§ **What to do**:
1 – Decide whether each statement below agrees with the passage on stress and Alzheimer's risk. For each, answer yes or no and quote the words of the passage that decide it. (a) Gordon took part in the study. (b) Women with a greater number of life stressors had an increased risk of Alzheimer's. (c) Gordon said the study supports specific recommendations on reducing stress.
2 – In the passage on stress and Alzheimer's risk, which university is Wilson with?
3 – Continue the passage on stress and Alzheimer's risk below, starting after its last sentence.

§ **Text for analysis**:
════
Still, Johansson's team found, stressors themselves were connected to an increased risk of Alzheimer's.

Gordon, who was not involved in the study, agreed that it's "biologically plausible" that chronic stress could contribute to dementia. But a big unanswered question is whether any efforts to reduce stress in your life can also trim the risk of Alzheimer's later on.

"This type of study can't tell us if there's an intervention that can affect people's outcomes," Gordon said. "We can't make any recommendations based on this alone."

An interesting finding, Rush University's Wilson said, was that the number of stressors in a woman's life seemed to matter, regardless of whether she felt "stressed out" by them.

Women in the study were asked about their typical "distress" levels -- including tension, fear or sleep problems related to work, family or their health. Women with "longstanding" distress were at increased risk of Alzheimer's. But so were women with a greater number of life stressors.

That suggests that stressors can take a toll, even if you do not feel overwhelmed, according to study author Johansson.
════
Point-per-instance localization data:
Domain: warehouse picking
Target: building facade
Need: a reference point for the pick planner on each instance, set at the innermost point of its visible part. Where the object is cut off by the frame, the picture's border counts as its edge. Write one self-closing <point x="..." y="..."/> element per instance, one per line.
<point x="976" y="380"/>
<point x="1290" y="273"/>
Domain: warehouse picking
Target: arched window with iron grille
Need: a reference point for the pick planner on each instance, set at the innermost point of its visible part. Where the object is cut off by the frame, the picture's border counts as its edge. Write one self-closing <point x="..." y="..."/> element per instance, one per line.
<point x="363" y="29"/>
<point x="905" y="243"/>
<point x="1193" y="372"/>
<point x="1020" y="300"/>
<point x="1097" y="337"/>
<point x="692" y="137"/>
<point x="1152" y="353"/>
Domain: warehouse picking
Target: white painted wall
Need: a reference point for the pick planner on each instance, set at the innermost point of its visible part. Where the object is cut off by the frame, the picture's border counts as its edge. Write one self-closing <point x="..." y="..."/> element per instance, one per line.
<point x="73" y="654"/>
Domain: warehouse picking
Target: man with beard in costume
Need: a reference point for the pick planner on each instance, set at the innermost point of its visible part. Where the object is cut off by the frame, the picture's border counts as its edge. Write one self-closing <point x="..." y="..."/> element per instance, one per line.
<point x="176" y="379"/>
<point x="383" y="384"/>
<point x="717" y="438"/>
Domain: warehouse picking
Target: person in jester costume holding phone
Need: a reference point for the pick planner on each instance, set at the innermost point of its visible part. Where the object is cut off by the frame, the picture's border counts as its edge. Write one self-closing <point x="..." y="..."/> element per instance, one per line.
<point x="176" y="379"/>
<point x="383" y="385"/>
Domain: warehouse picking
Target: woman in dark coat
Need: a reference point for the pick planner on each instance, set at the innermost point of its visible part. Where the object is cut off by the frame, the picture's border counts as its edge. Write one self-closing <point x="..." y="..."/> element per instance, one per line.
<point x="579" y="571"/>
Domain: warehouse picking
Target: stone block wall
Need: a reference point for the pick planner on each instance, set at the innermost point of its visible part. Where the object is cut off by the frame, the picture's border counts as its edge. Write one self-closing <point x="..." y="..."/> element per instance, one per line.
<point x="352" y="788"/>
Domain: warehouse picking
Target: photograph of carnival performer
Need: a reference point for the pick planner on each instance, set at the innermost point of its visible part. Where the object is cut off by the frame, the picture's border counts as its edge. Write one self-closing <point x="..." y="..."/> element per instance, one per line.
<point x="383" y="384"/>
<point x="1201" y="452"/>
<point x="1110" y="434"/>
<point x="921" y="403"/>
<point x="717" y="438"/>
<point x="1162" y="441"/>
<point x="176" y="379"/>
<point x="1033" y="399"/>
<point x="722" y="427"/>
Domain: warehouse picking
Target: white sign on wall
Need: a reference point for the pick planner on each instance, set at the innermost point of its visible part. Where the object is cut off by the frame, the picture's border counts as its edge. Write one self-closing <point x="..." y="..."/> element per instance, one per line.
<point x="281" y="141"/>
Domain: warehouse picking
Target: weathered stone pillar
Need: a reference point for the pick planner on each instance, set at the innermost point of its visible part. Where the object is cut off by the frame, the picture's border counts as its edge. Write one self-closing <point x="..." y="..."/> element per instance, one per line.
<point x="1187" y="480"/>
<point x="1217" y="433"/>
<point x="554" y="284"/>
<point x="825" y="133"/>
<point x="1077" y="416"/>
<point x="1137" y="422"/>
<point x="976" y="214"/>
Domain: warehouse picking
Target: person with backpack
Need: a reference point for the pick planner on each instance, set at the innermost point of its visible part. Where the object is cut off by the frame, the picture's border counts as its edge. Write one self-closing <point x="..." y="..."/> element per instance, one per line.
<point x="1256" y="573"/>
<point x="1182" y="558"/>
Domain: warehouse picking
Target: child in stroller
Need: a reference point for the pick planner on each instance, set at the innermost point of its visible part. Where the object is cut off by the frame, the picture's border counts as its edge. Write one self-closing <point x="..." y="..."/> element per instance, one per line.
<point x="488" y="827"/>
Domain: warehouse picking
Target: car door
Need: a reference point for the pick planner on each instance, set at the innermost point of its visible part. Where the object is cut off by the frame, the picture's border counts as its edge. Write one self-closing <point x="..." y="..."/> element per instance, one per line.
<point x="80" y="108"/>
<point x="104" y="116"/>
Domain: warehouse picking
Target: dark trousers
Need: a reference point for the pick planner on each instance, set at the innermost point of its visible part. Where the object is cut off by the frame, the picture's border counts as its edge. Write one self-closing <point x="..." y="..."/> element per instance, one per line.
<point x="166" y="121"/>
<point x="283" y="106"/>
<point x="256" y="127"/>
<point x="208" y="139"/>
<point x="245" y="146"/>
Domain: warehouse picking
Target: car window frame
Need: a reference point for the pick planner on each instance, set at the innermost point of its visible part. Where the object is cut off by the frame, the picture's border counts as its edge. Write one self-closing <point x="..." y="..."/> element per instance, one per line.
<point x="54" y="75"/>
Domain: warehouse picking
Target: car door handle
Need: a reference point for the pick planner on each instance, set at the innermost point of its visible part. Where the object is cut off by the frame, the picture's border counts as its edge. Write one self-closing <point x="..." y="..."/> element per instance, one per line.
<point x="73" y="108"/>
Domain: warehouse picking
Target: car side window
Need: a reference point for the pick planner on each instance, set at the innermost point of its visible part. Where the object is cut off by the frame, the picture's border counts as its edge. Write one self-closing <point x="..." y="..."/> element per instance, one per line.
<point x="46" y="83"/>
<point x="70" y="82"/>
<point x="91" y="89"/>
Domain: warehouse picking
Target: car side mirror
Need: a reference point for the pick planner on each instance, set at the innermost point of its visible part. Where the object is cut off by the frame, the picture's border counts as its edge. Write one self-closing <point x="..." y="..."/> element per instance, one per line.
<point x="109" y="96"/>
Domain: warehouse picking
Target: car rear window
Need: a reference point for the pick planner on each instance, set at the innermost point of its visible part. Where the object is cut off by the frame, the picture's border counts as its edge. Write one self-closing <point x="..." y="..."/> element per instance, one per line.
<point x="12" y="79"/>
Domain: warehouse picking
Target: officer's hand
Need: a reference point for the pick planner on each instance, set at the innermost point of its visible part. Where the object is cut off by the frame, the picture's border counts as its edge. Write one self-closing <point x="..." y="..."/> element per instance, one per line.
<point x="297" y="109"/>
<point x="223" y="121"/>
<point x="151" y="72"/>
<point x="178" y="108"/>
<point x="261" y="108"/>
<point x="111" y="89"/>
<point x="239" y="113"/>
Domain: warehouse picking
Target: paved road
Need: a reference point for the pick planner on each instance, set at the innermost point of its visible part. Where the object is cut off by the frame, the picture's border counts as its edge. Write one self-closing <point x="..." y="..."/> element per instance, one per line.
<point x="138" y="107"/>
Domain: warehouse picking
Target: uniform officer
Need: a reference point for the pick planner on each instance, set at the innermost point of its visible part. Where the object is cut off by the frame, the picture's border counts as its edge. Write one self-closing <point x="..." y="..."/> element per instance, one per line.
════
§ **Answers for the exercise**:
1 –
(a) No: "Gordon, who was not involved in the study"
(b) Yes: "But so were women with a greater number of life stressors."
(c) No: "We can't make any recommendations based on this alone."

2 – Rush University.

3 –
"These are the kinds of stressors that grate on people day to day," Wilson noted. And this study, he said, suggests that these issues should not "just be brushed off." He agreed, though, that the question remains: Could stress reduction make a difference in people's Alzheimer's risk?

Zucker Hillside's Gordon said more studies are also needed to confirm these results in other groups of people, since this focused on white women. And even if common types of stress are linked to Alzheimer's risk, any effect on an individual could be small.

No one is sure what causes Alzheimer's, but Gordon said it's thought to be a mix of genetic factors, family history and environmental influences.

"This would be only one of many potential factors," Gordon noted.